> Exercise aim: Only lines containing the word "every" are needed; pull them out of the material.

> Records to use:
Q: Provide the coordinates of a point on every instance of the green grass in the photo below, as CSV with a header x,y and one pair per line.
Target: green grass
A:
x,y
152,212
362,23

--

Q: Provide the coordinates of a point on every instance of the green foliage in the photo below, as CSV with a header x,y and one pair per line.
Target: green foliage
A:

> Answer area:
Q: Provide the coordinates of a point on every instance of the green grass in the photo below, as CSV with a header x,y and one pair per line.
Q: Provide the coordinates of a point on every instance of the green foliage in the photo below, as CSV with a header x,y and one pair per line.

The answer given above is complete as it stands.